▶ _TASK INPUT_:
________

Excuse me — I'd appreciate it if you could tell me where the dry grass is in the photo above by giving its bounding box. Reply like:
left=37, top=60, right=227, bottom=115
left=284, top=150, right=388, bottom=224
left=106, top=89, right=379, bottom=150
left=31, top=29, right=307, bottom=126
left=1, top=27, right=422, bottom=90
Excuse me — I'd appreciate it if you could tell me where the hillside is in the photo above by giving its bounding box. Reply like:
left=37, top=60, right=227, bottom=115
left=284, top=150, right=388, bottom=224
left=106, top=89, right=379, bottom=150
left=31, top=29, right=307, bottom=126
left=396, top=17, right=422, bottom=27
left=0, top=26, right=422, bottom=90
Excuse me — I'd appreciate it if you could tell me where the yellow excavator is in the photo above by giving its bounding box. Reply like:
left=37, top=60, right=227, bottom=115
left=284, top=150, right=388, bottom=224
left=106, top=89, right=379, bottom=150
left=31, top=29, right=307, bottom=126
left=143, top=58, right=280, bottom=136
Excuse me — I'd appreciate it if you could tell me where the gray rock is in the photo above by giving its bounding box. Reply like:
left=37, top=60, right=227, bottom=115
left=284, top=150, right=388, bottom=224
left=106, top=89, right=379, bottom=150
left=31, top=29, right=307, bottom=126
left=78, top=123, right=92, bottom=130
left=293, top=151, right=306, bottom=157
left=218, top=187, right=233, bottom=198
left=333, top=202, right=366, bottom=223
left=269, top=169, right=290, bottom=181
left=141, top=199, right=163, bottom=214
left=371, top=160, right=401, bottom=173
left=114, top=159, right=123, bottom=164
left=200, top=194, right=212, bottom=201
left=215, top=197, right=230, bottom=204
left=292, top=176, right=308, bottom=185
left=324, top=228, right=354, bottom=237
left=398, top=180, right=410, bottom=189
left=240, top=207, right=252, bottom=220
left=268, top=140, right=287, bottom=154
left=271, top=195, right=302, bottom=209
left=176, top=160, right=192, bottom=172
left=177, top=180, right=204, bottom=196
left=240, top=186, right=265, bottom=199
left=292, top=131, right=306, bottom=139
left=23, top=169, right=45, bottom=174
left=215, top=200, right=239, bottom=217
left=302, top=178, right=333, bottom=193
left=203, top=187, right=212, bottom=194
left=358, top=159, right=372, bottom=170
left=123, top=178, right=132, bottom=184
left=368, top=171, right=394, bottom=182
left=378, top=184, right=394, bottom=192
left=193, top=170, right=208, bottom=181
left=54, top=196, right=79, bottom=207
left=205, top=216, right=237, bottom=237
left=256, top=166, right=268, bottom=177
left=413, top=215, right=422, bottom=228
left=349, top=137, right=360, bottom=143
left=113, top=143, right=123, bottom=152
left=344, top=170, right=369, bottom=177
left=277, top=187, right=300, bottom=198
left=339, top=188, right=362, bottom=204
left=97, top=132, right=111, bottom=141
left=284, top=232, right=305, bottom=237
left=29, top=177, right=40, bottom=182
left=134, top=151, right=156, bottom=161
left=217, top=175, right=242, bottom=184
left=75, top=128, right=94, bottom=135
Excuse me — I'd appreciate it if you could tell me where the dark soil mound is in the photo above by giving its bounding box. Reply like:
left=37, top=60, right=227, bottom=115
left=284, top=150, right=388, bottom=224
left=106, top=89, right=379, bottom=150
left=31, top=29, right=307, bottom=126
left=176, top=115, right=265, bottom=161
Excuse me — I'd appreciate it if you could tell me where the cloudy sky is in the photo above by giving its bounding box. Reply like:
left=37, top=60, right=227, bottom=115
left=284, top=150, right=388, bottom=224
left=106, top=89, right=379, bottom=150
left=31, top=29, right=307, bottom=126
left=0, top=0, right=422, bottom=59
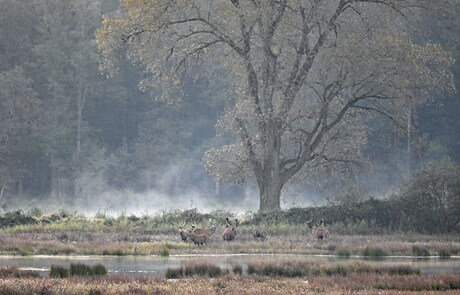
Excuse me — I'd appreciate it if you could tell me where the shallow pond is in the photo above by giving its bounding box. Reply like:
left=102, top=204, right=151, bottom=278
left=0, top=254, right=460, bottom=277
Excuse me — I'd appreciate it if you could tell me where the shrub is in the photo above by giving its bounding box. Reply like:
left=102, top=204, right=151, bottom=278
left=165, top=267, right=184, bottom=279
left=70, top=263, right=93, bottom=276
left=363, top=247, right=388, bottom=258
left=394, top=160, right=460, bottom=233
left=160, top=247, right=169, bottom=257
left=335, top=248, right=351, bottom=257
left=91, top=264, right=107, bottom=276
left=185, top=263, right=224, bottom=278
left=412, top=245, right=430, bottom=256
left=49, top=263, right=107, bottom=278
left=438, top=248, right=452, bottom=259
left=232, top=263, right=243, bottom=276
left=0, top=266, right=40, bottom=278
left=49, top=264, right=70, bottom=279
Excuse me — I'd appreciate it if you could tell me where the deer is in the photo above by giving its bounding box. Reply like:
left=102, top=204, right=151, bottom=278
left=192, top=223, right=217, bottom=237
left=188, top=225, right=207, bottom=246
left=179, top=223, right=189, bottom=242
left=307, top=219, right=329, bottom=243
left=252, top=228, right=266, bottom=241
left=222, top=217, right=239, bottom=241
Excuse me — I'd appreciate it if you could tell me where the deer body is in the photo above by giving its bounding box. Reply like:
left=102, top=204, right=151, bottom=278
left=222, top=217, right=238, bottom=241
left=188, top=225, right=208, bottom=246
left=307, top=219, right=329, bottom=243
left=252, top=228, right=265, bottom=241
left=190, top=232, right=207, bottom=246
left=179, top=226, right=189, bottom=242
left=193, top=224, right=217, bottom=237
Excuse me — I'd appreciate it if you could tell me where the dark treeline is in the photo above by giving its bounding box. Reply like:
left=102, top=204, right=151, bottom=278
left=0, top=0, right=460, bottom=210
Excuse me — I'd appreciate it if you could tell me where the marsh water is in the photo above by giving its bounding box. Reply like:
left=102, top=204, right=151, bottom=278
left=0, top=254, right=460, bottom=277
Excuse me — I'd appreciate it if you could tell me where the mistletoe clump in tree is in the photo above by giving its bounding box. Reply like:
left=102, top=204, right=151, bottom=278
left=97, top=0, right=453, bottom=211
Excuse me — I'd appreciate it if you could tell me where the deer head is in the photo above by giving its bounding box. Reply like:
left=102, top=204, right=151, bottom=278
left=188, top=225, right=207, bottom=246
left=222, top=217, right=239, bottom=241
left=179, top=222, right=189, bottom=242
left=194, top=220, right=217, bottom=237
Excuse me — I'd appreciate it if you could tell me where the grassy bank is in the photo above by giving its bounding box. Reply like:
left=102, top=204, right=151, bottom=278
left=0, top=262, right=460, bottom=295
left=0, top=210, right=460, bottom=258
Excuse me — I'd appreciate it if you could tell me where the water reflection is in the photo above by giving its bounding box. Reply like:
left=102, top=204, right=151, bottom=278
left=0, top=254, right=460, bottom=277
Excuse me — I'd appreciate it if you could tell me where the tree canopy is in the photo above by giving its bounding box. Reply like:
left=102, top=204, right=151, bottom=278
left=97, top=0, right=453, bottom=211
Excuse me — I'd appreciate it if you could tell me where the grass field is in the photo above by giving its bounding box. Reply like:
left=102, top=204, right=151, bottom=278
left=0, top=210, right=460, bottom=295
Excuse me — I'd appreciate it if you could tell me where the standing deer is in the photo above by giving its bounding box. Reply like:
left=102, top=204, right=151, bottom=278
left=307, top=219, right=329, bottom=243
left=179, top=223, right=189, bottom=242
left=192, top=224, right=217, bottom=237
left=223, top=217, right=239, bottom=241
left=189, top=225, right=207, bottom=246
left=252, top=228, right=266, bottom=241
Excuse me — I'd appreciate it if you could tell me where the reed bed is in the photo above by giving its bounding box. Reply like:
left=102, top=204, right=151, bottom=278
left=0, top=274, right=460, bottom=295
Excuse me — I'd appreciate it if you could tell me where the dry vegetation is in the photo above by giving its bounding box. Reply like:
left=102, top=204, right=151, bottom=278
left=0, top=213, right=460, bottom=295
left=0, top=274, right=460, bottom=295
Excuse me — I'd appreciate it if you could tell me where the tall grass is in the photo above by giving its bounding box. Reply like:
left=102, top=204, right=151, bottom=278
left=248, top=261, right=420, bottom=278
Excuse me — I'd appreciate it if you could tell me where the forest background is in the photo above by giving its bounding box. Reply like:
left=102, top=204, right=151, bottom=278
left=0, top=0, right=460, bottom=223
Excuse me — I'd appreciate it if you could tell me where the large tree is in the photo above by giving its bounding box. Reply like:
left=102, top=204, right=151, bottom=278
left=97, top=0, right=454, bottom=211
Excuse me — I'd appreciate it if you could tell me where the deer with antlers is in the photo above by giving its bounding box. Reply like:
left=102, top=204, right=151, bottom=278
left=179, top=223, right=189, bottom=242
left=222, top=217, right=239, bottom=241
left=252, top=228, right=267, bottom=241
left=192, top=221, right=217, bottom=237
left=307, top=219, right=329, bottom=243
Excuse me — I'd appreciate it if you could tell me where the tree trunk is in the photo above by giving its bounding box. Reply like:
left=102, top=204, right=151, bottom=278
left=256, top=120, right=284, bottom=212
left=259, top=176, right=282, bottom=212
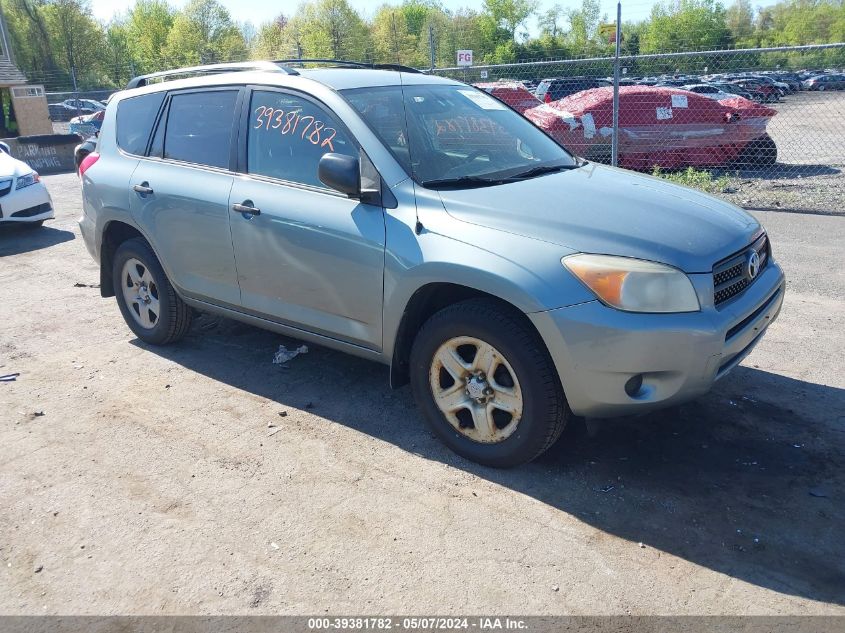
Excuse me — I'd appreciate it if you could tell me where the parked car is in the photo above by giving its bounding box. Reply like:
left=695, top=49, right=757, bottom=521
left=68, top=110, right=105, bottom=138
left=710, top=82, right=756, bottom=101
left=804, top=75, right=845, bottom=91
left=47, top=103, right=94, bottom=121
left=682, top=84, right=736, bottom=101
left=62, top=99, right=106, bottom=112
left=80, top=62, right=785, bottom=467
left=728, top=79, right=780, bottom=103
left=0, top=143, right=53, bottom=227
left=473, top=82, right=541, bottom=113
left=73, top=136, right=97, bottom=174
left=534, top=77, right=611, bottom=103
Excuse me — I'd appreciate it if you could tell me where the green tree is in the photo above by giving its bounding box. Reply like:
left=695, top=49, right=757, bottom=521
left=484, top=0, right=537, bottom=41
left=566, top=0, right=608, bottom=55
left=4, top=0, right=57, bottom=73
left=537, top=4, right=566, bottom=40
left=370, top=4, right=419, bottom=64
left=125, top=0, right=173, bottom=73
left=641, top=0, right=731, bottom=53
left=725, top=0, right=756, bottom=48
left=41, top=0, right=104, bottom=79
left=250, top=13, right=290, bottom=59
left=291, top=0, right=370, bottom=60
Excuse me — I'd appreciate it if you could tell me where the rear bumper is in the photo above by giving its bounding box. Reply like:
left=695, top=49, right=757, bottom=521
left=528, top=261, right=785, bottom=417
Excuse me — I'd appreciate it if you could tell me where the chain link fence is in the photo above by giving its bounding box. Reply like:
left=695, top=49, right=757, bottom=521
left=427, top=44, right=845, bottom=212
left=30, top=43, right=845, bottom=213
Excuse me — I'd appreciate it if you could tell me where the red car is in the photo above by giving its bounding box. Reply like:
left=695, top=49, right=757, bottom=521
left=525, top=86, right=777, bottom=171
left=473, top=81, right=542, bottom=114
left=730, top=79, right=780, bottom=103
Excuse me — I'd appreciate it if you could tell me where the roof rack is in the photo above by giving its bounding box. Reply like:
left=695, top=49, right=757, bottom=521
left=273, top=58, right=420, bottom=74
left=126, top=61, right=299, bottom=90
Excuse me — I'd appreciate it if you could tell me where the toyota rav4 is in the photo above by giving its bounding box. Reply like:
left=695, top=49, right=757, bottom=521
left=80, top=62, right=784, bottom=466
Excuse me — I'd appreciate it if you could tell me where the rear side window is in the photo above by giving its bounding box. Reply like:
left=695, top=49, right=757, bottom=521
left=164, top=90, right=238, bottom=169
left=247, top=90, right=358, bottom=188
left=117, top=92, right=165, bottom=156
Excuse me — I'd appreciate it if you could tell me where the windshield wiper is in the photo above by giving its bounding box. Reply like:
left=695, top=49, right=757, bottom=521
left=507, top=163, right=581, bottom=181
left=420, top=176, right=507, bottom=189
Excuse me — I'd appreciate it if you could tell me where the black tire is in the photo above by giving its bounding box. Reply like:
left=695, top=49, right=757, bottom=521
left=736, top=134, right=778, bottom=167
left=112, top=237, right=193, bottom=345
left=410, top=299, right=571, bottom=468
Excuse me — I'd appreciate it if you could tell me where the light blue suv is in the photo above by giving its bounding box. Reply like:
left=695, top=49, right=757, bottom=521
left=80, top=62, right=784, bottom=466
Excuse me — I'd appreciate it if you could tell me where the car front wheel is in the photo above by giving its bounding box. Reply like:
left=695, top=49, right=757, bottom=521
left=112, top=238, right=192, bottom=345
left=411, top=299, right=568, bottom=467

________

▶ _EXERCISE PROMPT_:
Rewrite the entries above as a numbered list, from the line containing "the grass field" through the line containing "left=248, top=261, right=420, bottom=278", both included, and leave out any blank lines.

▶ _TASK SOLUTION_:
1. Excuse me — I'd appreciate it if you could tell me where the grass field is in the photo above by giving its bounding box. Reply like:
2. left=102, top=204, right=151, bottom=278
3. left=0, top=210, right=460, bottom=295
4. Excuse me — I'd appreciate it if you could tell me where the standing deer is in the photo above by giving its bounding box. Reply like:
5. left=102, top=204, right=151, bottom=278
6. left=307, top=219, right=329, bottom=243
7. left=179, top=223, right=189, bottom=242
8. left=192, top=224, right=217, bottom=237
9. left=223, top=217, right=239, bottom=241
10. left=189, top=225, right=207, bottom=246
11. left=252, top=228, right=266, bottom=241
12. Excuse me — I'd appreciate it if you could tell me where the reed bed is in the photo above by giving its bounding box. Reply like:
13. left=102, top=204, right=151, bottom=278
14. left=0, top=274, right=460, bottom=295
15. Excuse me — I'd appreciate it if you could tell me where the dry vegetation is in the photo above by giving its bounding box. Reply like:
16. left=102, top=204, right=151, bottom=278
17. left=0, top=213, right=460, bottom=295
18. left=0, top=274, right=460, bottom=295
19. Excuse me — I'd appreciate it if you could tell me where the tall grass is in the photo above by giving its bounding box. Reply like:
20. left=102, top=204, right=151, bottom=278
21. left=248, top=261, right=420, bottom=278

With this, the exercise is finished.